START Records for this task
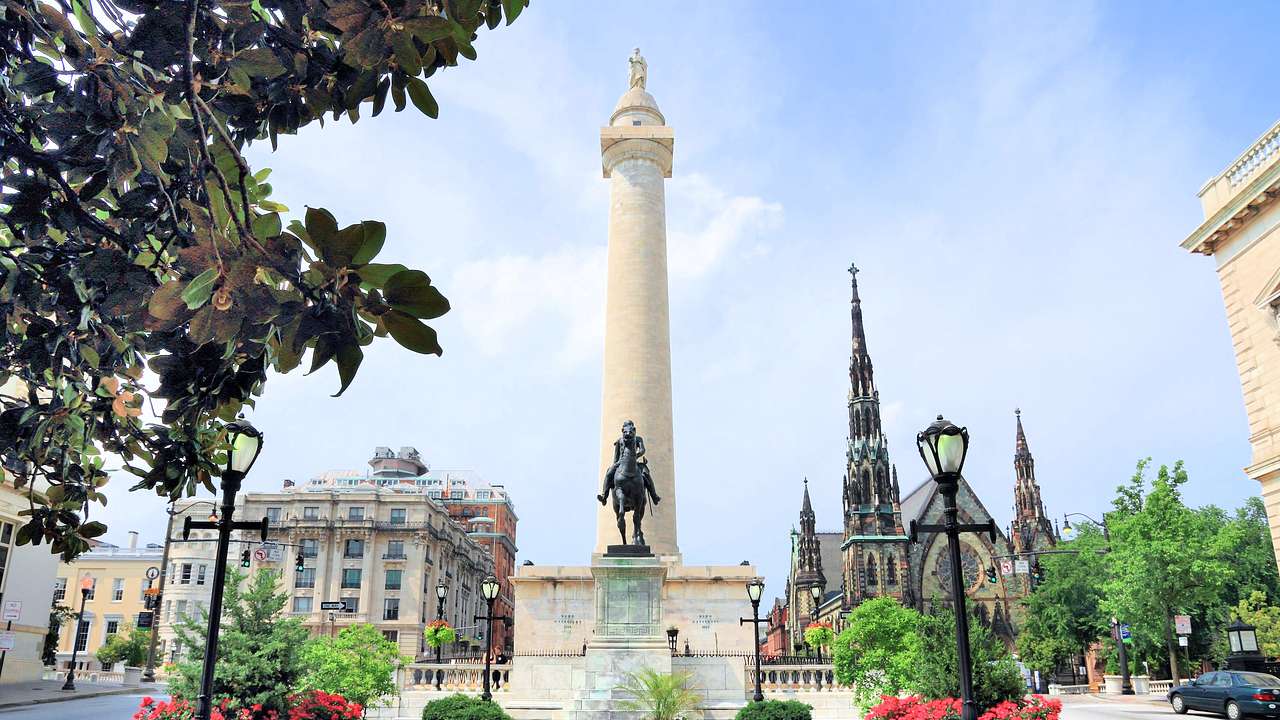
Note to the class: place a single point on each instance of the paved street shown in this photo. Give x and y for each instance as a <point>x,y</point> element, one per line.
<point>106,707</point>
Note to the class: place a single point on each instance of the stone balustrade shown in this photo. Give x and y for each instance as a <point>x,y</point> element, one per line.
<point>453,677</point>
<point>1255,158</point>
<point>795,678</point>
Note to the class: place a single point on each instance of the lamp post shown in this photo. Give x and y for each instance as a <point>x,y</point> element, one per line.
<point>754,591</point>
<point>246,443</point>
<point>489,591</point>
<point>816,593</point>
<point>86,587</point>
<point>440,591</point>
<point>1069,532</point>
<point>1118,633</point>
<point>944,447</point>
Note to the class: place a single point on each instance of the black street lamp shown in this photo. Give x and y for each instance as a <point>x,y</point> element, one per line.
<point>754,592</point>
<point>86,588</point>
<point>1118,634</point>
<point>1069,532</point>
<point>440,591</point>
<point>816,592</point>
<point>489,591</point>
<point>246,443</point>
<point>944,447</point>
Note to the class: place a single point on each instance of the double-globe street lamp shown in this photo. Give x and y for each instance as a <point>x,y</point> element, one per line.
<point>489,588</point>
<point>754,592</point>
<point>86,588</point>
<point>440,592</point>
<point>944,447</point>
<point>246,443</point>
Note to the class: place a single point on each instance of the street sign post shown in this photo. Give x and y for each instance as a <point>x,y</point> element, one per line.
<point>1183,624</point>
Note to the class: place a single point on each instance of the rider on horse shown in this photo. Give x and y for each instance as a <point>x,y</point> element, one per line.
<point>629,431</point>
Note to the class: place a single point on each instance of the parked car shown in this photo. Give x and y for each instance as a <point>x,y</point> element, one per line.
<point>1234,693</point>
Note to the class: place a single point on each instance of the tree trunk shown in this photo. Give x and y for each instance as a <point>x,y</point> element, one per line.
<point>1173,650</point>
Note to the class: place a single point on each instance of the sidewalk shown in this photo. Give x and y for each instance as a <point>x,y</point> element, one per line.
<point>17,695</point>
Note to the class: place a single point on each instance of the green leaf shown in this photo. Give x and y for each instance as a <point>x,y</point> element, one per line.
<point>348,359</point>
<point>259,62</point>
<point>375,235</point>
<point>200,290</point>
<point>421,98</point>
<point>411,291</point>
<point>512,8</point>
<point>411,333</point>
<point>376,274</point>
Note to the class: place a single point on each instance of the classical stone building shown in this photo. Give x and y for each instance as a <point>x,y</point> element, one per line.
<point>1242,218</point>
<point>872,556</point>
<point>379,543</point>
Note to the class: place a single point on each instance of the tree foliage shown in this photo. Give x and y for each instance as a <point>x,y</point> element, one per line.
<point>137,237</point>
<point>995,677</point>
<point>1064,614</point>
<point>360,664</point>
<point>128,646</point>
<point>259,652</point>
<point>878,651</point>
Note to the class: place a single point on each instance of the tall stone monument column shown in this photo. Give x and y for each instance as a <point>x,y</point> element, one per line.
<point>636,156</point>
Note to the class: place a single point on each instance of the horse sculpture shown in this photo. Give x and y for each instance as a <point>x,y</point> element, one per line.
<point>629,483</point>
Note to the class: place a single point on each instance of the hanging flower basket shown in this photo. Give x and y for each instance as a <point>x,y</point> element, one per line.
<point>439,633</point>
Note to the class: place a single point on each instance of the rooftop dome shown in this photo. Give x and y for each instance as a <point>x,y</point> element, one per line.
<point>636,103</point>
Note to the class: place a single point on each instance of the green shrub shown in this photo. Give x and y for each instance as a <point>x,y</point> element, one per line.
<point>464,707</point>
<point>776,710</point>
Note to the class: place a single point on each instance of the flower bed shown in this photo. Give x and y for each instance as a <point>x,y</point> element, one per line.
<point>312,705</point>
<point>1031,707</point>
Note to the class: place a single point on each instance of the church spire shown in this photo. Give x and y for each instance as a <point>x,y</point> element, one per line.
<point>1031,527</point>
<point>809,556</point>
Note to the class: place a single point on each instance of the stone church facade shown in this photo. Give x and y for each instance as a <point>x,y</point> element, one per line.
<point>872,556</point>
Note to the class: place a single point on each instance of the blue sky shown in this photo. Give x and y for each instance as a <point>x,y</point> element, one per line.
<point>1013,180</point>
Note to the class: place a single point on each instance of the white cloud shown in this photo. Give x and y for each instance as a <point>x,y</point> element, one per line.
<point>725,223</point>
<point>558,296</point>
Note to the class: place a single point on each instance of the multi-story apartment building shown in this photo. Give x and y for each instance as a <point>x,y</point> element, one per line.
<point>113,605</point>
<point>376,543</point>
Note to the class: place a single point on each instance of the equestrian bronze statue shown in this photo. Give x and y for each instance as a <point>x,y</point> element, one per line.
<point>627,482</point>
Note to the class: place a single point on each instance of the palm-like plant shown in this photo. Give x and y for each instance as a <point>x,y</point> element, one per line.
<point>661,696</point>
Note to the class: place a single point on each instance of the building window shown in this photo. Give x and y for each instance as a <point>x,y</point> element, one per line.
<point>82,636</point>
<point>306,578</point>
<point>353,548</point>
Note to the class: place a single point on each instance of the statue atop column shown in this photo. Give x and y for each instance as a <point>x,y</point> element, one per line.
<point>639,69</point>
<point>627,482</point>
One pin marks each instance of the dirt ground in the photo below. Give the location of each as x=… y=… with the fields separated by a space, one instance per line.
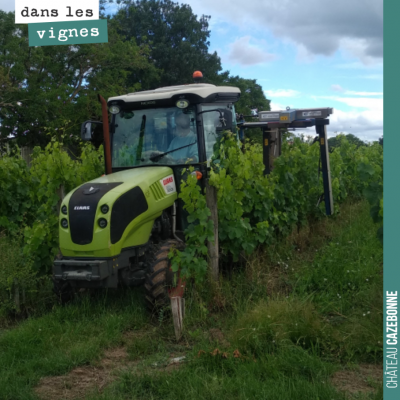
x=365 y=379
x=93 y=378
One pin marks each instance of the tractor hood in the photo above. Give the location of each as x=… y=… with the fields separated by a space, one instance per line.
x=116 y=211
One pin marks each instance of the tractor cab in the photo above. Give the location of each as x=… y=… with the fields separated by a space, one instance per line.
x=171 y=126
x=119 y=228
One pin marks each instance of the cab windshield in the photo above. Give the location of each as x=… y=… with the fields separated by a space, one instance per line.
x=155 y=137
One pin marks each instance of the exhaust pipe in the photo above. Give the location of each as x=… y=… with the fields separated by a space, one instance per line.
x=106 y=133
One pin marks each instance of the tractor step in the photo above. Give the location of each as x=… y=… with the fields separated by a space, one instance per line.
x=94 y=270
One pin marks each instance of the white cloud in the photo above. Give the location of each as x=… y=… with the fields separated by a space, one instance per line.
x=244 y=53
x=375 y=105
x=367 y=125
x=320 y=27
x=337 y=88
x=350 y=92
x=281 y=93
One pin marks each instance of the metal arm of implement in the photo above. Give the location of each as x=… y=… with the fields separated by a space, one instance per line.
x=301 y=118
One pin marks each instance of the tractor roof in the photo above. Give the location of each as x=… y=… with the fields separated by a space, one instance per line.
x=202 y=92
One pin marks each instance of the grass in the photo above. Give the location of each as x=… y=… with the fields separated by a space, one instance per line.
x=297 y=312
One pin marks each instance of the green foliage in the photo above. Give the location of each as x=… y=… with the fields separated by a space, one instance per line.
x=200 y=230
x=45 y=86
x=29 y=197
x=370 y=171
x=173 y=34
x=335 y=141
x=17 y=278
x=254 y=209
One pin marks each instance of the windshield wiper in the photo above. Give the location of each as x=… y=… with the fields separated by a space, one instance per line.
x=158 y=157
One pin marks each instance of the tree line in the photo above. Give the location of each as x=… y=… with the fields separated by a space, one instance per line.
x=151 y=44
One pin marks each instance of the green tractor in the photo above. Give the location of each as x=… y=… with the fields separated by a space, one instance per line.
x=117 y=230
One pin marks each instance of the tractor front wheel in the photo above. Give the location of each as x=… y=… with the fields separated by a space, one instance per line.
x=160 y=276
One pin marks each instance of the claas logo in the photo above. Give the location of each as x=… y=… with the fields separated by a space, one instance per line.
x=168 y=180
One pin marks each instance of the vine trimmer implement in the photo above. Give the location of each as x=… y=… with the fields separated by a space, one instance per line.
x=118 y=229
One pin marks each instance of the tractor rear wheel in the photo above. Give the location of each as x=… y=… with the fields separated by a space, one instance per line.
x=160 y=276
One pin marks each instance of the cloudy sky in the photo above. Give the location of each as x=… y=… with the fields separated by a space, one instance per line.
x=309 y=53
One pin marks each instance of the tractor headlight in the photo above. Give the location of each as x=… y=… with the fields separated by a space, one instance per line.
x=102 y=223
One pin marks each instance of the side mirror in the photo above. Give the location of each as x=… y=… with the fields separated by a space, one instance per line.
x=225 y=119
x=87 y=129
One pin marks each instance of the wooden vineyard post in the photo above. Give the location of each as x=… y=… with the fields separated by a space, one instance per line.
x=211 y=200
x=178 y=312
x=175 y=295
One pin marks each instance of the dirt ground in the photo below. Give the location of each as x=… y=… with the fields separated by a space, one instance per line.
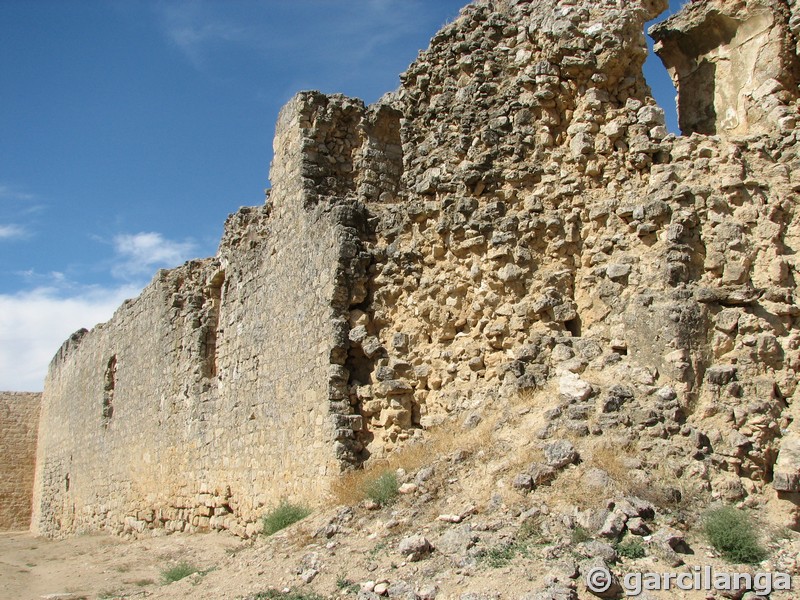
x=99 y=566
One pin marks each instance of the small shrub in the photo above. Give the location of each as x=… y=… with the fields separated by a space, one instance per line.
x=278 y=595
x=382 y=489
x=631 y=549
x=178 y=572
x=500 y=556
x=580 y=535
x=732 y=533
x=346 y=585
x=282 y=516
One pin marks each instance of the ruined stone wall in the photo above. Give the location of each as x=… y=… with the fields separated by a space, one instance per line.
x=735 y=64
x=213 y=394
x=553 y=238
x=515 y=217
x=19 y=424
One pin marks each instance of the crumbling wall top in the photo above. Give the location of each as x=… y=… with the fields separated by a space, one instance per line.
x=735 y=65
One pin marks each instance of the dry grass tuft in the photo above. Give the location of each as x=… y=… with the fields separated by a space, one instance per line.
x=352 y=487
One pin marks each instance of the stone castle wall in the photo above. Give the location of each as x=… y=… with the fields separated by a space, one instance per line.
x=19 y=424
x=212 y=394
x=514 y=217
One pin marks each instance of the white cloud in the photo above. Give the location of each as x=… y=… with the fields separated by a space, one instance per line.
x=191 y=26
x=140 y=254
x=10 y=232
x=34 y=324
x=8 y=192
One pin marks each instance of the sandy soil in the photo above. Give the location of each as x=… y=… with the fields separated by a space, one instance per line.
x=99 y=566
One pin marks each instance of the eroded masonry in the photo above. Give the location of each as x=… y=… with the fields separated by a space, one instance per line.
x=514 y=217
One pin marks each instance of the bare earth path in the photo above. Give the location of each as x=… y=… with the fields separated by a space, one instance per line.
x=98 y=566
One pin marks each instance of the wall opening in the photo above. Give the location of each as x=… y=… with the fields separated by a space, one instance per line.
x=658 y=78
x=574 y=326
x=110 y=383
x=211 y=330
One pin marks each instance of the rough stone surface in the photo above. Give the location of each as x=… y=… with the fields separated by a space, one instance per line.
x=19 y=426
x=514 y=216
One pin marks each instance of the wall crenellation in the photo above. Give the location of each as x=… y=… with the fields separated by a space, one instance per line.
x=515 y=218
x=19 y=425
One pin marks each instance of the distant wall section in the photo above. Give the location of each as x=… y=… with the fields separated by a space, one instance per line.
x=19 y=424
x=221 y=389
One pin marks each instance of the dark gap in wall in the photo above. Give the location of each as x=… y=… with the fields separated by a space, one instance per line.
END Records for this task
Your goal: Every line from the one that contains "One pin marks each instance of the distant" down to and including the last line of the records above must be set down exactly, with nothing else.

Result:
One pin marks each instance of the distant wall section in the photo above. Give the location of each as x=… y=… with the fields separated by a space, one instance per line.
x=19 y=424
x=221 y=389
One pin marks each instance of the dark gap in wall in the photo above. Give the location of each as x=… y=… with the fields separated by a space, one instance per line.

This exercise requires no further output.